* [TEXT SHOWN]
It's because this line:
Code:
printf("String: %s\n", line + matches[2].rm_so);
is wrong. You are not taking into account the end offset of the match (rm_eo). This works:
Code:
#include <stdlib.h>
#include <string.h>
#include <stdio.h>
#include <regex.h>
#define MAX_STRING_SIZE 1024
int main() {
int rc;
regex_t myregex;
regmatch_t matches[2];
FILE *fp;
char line[MAX_STRING_SIZE];
char match[MAX_STRING_SIZE];
if (NULL != (fp = fopen("./index.html", "r"))) {
rc = regcomp(&myregex,
"href[:space:]*=[:space:]*['|\"]([^\"|']*)",
REG_EXTENDED);
while(fgets(line, MAX_STRING_SIZE, fp) != NULL) {
if(regexec(&myregex, line, 2, matches, 0) == 0) {
if (matches[1].rm_so != -1) {
size_t match_len = matches[1].rm_eo - matches[1].rm_so;
strncpy(match,
&line[matches[1].rm_so],
match_len);
match[match_len] = '\0';
printf("String: %s\n", match);
}
}
}
fclose(fp);
}
regfree(&myregex);
return 0;
}

Shape-labeling records:
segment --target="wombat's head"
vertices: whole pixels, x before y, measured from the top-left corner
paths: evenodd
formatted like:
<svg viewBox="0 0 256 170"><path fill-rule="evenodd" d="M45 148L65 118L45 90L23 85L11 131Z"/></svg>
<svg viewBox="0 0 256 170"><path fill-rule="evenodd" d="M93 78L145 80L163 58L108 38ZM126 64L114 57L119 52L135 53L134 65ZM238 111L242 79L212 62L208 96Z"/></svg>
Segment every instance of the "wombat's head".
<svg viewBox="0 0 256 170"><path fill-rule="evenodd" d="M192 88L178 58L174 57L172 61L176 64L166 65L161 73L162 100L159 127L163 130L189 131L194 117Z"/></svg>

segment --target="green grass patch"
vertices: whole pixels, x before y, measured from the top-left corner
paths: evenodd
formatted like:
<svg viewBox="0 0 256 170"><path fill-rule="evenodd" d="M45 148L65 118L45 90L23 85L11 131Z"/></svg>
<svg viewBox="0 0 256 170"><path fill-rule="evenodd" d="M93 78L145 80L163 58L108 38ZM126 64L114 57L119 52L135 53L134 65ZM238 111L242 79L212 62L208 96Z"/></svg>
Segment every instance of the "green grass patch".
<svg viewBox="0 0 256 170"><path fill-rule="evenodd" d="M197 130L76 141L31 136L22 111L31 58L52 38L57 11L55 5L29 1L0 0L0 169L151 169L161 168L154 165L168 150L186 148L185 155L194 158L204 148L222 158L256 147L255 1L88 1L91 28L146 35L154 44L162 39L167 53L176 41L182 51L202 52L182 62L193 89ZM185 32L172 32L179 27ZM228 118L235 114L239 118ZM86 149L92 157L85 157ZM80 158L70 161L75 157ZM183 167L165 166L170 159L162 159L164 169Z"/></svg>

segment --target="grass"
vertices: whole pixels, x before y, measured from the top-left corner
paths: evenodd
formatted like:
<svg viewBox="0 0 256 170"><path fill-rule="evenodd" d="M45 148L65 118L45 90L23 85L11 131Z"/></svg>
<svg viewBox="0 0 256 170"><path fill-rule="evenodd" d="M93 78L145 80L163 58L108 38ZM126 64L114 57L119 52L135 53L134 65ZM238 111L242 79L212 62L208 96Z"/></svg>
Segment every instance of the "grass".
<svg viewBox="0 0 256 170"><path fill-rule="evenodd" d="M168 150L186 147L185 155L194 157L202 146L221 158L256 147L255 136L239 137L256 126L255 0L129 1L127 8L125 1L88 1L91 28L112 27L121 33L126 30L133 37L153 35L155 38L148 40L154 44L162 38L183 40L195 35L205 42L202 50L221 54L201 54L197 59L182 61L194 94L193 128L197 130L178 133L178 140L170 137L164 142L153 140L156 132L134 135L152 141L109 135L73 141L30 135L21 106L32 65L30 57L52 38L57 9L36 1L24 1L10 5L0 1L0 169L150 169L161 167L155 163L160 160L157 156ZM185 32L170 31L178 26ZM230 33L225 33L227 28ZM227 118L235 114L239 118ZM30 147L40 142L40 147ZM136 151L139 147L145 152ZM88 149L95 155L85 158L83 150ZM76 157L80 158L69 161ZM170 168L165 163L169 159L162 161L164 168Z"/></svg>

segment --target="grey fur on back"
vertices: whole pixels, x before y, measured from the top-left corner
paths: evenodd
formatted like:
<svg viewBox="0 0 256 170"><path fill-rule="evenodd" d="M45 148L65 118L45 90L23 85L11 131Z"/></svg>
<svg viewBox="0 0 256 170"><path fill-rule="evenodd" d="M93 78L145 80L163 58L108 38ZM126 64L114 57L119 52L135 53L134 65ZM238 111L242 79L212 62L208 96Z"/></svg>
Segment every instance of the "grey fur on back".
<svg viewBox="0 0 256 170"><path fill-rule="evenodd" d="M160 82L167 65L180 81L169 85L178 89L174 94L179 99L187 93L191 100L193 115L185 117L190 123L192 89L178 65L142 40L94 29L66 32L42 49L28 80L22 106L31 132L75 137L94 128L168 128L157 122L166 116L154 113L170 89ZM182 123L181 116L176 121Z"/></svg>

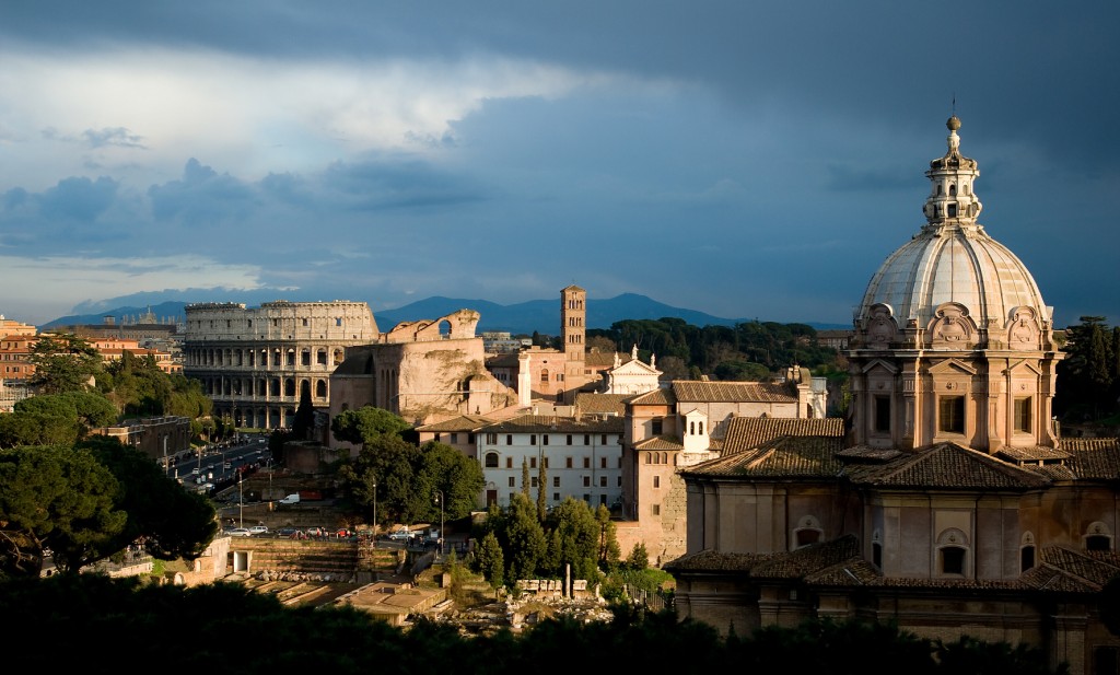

* [WHAT IS NEEDED] Write out the whole forum reply on the regex match offsets, word for word and line for line. The material is not needed here.

* [COMPLETE ANSWER]
It's because this line:
Code:
printf("String: %s\n", line + matches[2].rm_so);
is wrong. You are not taking into account the end offset of the match (rm_eo). This works:
Code:
#include <stdlib.h>
#include <string.h>
#include <stdio.h>
#include <regex.h>
#define MAX_STRING_SIZE 1024
int main() {
int rc;
regex_t myregex;
regmatch_t matches[2];
FILE *fp;
char line[MAX_STRING_SIZE];
char match[MAX_STRING_SIZE];
if (NULL != (fp = fopen("./index.html", "r"))) {
rc = regcomp(&myregex,
"href[:space:]*=[:space:]*['|\"]([^\"|']*)",
REG_EXTENDED);
while(fgets(line, MAX_STRING_SIZE, fp) != NULL) {
if(regexec(&myregex, line, 2, matches, 0) == 0) {
if (matches[1].rm_so != -1) {
size_t match_len = matches[1].rm_eo - matches[1].rm_so;
strncpy(match,
&line[matches[1].rm_so],
match_len);
match[match_len] = '\0';
printf("String: %s\n", match);
}
}
}
fclose(fp);
}
regfree(&myregex);
return 0;
}